Data records:
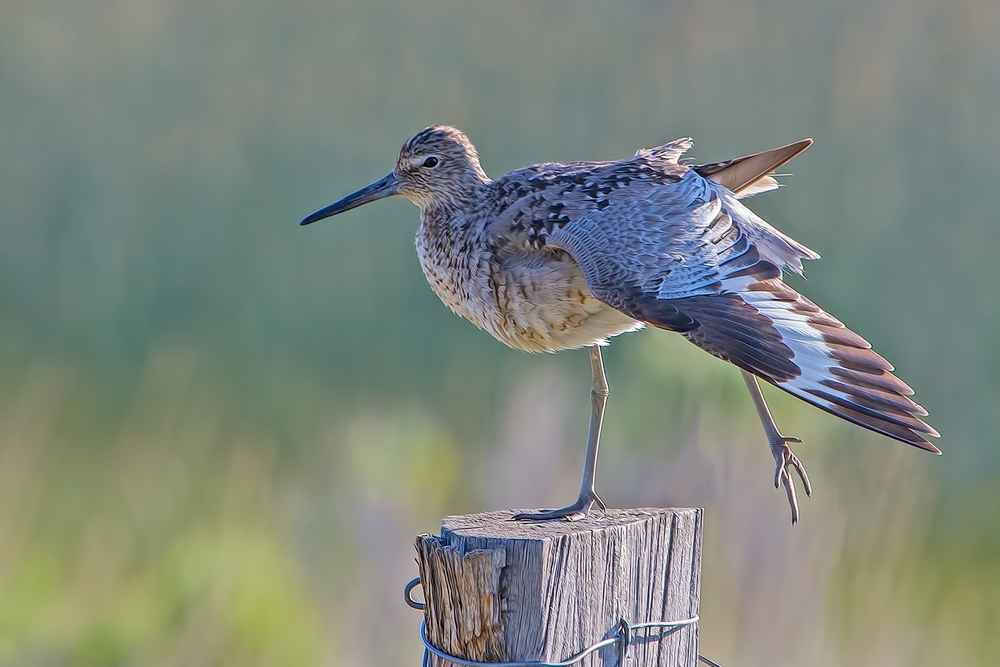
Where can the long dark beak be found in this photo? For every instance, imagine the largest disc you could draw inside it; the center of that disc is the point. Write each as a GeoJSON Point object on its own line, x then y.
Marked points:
{"type": "Point", "coordinates": [384, 187]}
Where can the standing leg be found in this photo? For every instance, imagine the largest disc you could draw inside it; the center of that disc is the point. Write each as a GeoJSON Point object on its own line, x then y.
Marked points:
{"type": "Point", "coordinates": [598, 399]}
{"type": "Point", "coordinates": [783, 456]}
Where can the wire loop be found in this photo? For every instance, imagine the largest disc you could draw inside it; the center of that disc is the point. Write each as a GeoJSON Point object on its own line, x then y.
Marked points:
{"type": "Point", "coordinates": [622, 638]}
{"type": "Point", "coordinates": [410, 602]}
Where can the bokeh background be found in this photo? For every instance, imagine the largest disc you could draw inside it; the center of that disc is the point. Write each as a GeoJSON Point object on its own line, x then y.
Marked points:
{"type": "Point", "coordinates": [220, 432]}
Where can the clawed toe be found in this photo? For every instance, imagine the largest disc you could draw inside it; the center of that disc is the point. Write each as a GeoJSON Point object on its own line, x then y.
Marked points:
{"type": "Point", "coordinates": [574, 512]}
{"type": "Point", "coordinates": [783, 458]}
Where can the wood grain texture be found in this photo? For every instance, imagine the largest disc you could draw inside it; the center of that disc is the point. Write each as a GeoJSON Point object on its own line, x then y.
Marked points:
{"type": "Point", "coordinates": [559, 587]}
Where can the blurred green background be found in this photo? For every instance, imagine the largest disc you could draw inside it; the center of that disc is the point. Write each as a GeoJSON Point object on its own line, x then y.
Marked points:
{"type": "Point", "coordinates": [220, 433]}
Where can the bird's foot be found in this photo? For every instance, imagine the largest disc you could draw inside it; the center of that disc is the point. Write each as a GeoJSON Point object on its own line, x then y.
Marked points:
{"type": "Point", "coordinates": [574, 512]}
{"type": "Point", "coordinates": [783, 459]}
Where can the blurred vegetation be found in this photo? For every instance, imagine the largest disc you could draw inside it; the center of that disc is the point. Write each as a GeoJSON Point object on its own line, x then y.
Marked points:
{"type": "Point", "coordinates": [221, 432]}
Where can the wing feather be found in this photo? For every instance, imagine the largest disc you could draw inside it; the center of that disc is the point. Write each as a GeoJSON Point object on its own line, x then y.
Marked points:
{"type": "Point", "coordinates": [690, 258]}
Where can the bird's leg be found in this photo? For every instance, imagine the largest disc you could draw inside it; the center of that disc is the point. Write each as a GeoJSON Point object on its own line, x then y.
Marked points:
{"type": "Point", "coordinates": [783, 456]}
{"type": "Point", "coordinates": [598, 398]}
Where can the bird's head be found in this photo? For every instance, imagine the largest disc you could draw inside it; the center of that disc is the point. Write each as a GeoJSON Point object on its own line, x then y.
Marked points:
{"type": "Point", "coordinates": [436, 168]}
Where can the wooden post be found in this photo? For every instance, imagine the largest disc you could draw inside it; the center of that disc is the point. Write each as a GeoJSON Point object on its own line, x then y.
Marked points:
{"type": "Point", "coordinates": [500, 590]}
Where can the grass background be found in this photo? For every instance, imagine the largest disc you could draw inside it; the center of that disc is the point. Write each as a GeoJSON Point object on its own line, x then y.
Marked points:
{"type": "Point", "coordinates": [219, 433]}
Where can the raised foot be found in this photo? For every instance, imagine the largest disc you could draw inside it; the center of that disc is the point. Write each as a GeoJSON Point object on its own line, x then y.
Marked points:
{"type": "Point", "coordinates": [574, 512]}
{"type": "Point", "coordinates": [783, 458]}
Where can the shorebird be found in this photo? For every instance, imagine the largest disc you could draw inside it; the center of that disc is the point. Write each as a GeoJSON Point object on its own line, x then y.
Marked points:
{"type": "Point", "coordinates": [560, 256]}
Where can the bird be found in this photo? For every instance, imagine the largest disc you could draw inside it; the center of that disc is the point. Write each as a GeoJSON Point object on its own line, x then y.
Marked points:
{"type": "Point", "coordinates": [558, 256]}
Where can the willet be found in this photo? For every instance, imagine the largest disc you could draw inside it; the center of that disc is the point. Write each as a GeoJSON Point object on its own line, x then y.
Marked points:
{"type": "Point", "coordinates": [559, 256]}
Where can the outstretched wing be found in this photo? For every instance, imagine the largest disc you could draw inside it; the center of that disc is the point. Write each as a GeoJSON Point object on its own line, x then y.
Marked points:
{"type": "Point", "coordinates": [752, 174]}
{"type": "Point", "coordinates": [690, 258]}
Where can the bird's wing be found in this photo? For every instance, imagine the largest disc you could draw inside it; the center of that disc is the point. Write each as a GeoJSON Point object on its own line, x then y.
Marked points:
{"type": "Point", "coordinates": [752, 174]}
{"type": "Point", "coordinates": [690, 258]}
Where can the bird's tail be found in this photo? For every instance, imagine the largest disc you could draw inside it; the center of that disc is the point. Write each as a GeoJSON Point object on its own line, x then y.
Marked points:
{"type": "Point", "coordinates": [838, 370]}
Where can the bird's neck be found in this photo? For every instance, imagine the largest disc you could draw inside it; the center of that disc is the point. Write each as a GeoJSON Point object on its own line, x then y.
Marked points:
{"type": "Point", "coordinates": [455, 201]}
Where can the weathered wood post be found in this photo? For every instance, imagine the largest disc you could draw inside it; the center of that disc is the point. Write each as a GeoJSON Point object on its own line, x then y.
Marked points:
{"type": "Point", "coordinates": [498, 590]}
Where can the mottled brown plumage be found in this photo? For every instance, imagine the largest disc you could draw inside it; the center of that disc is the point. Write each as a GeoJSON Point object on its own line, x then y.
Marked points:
{"type": "Point", "coordinates": [557, 256]}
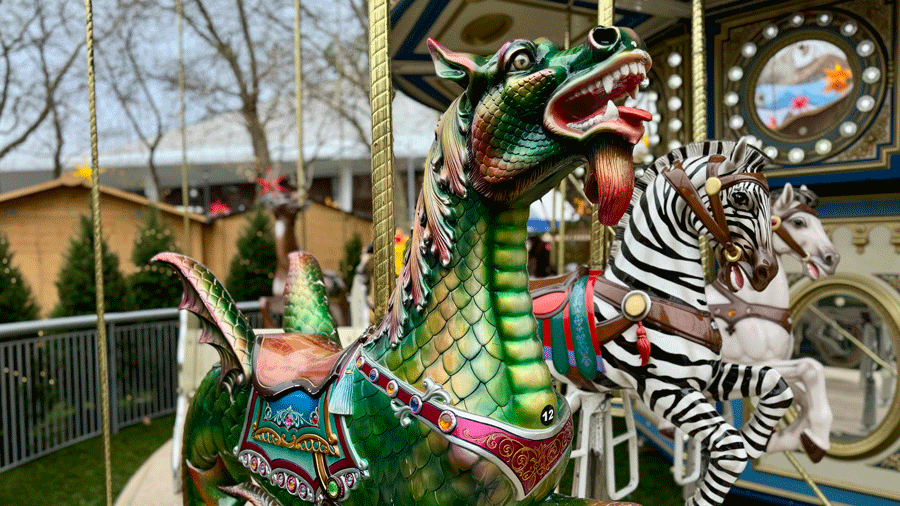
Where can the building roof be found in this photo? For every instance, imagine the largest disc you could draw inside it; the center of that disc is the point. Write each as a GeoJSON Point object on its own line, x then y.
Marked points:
{"type": "Point", "coordinates": [78, 182]}
{"type": "Point", "coordinates": [220, 152]}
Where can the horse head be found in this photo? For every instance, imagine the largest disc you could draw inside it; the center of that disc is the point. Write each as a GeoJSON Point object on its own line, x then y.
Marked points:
{"type": "Point", "coordinates": [799, 231]}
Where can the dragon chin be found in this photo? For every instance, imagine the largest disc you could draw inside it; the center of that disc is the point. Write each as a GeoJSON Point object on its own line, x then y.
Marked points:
{"type": "Point", "coordinates": [610, 179]}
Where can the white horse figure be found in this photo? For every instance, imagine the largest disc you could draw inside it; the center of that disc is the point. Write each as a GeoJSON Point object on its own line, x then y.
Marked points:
{"type": "Point", "coordinates": [756, 326]}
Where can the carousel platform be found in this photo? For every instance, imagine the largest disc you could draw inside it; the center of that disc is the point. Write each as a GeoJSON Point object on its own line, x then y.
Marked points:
{"type": "Point", "coordinates": [152, 484]}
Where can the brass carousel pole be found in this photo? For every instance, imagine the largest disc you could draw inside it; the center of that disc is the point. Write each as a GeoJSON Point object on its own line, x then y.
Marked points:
{"type": "Point", "coordinates": [98, 253]}
{"type": "Point", "coordinates": [382, 154]}
{"type": "Point", "coordinates": [605, 11]}
{"type": "Point", "coordinates": [564, 184]}
{"type": "Point", "coordinates": [298, 91]}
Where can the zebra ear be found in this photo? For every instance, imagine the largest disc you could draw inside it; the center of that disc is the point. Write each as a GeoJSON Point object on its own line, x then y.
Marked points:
{"type": "Point", "coordinates": [739, 151]}
{"type": "Point", "coordinates": [785, 197]}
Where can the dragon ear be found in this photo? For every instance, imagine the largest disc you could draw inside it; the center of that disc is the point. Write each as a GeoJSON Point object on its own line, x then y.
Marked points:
{"type": "Point", "coordinates": [458, 67]}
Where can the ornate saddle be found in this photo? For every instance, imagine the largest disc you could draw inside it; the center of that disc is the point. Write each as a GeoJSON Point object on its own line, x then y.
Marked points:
{"type": "Point", "coordinates": [564, 310]}
{"type": "Point", "coordinates": [294, 434]}
{"type": "Point", "coordinates": [285, 361]}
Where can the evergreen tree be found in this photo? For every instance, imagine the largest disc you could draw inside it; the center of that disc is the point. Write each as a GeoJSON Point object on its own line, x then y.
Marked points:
{"type": "Point", "coordinates": [76, 284]}
{"type": "Point", "coordinates": [16, 300]}
{"type": "Point", "coordinates": [352, 256]}
{"type": "Point", "coordinates": [153, 285]}
{"type": "Point", "coordinates": [252, 269]}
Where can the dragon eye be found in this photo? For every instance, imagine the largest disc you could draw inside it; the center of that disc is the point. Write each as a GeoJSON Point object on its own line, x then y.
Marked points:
{"type": "Point", "coordinates": [521, 60]}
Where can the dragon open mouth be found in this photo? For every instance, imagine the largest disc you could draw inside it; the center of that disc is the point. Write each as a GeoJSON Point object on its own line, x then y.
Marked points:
{"type": "Point", "coordinates": [585, 108]}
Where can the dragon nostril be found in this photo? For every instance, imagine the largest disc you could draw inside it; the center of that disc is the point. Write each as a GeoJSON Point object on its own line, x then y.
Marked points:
{"type": "Point", "coordinates": [603, 36]}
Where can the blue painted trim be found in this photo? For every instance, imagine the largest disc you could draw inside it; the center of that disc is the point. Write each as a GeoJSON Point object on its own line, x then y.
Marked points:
{"type": "Point", "coordinates": [886, 207]}
{"type": "Point", "coordinates": [399, 10]}
{"type": "Point", "coordinates": [891, 172]}
{"type": "Point", "coordinates": [434, 9]}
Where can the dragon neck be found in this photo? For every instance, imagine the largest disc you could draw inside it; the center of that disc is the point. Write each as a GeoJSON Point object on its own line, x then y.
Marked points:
{"type": "Point", "coordinates": [475, 334]}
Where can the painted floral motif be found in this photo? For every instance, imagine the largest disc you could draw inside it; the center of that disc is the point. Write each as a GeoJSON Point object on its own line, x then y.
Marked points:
{"type": "Point", "coordinates": [289, 418]}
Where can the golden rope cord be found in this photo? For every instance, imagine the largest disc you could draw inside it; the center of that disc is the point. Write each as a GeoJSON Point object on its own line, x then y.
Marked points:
{"type": "Point", "coordinates": [179, 7]}
{"type": "Point", "coordinates": [98, 253]}
{"type": "Point", "coordinates": [382, 155]}
{"type": "Point", "coordinates": [298, 91]}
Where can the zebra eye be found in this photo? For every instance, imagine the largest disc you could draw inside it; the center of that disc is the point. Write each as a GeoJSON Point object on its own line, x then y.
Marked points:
{"type": "Point", "coordinates": [741, 200]}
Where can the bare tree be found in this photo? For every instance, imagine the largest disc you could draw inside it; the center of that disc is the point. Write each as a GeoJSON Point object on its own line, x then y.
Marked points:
{"type": "Point", "coordinates": [40, 44]}
{"type": "Point", "coordinates": [127, 73]}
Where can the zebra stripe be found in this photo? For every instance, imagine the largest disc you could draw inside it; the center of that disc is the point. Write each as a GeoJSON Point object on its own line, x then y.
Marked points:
{"type": "Point", "coordinates": [656, 250]}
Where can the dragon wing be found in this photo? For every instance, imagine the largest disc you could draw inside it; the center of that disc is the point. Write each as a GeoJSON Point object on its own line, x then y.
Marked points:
{"type": "Point", "coordinates": [222, 324]}
{"type": "Point", "coordinates": [305, 302]}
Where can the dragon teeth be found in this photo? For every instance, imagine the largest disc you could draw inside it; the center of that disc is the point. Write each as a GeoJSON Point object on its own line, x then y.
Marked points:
{"type": "Point", "coordinates": [611, 113]}
{"type": "Point", "coordinates": [607, 83]}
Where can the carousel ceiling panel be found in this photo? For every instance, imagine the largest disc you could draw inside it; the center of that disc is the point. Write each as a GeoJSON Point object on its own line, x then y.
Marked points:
{"type": "Point", "coordinates": [482, 26]}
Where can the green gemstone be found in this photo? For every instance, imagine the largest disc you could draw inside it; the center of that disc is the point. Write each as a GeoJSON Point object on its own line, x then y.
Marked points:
{"type": "Point", "coordinates": [332, 488]}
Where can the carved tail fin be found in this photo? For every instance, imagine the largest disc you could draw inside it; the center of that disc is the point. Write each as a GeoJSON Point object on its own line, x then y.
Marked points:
{"type": "Point", "coordinates": [222, 324]}
{"type": "Point", "coordinates": [305, 302]}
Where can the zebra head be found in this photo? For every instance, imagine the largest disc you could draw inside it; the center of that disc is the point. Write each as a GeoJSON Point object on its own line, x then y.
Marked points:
{"type": "Point", "coordinates": [730, 204]}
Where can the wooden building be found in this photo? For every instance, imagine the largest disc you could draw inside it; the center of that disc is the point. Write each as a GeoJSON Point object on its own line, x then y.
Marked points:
{"type": "Point", "coordinates": [40, 220]}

Exercise requirements: Locate the line that contains "Where can the carved", then please quote it and every line after it to the end of the entries above, exactly and with nothing else.

Solution below:
Where can the carved tail fin be found in this photo? For every instance, imagine the largest disc you could draw inside it; the center of that disc is the point. Write each as a GeoJSON Point object on its own line, x then y.
Marked points:
{"type": "Point", "coordinates": [222, 324]}
{"type": "Point", "coordinates": [305, 302]}
Where can the zebra head be found in this photo? For every instance, imagine the largest disc you could draw inside it; the center of that disc is the point. Write each as a GeoJSON Point object on its own line, x then y.
Marked points:
{"type": "Point", "coordinates": [730, 204]}
Where can the wooden building be found in this photo? For every instance, imagine the largest disc you could draw inside it; the center of that disc is the point. Write each as a GeoJSON Point object on its own line, x then y.
Marked points:
{"type": "Point", "coordinates": [40, 220]}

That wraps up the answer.